__WORK ORDER__.
Reproduce each of the records below line for line, without changing a character, and leave the pictures out of your answer.

__THE INPUT__.

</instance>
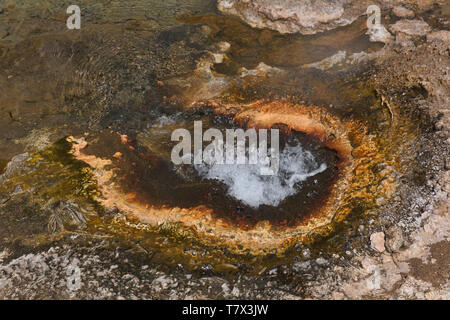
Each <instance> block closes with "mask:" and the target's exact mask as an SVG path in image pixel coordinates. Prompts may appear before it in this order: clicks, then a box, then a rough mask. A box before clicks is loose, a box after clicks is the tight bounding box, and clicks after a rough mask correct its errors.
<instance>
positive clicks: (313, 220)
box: [68, 101, 384, 254]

__ANSWER BELOW__.
</instance>
Each <instance> block closes with "mask:" and the target's exact mask as an SVG path in image pixel coordinates. Prompts may appear before it in this order: clicks, then a box, then a rough mask. A box before clicks is loose, a box after clicks is the tight bounding box, and clicks after a rough mask correct its errors.
<instance>
positive clicks: (313, 220)
box: [68, 101, 384, 254]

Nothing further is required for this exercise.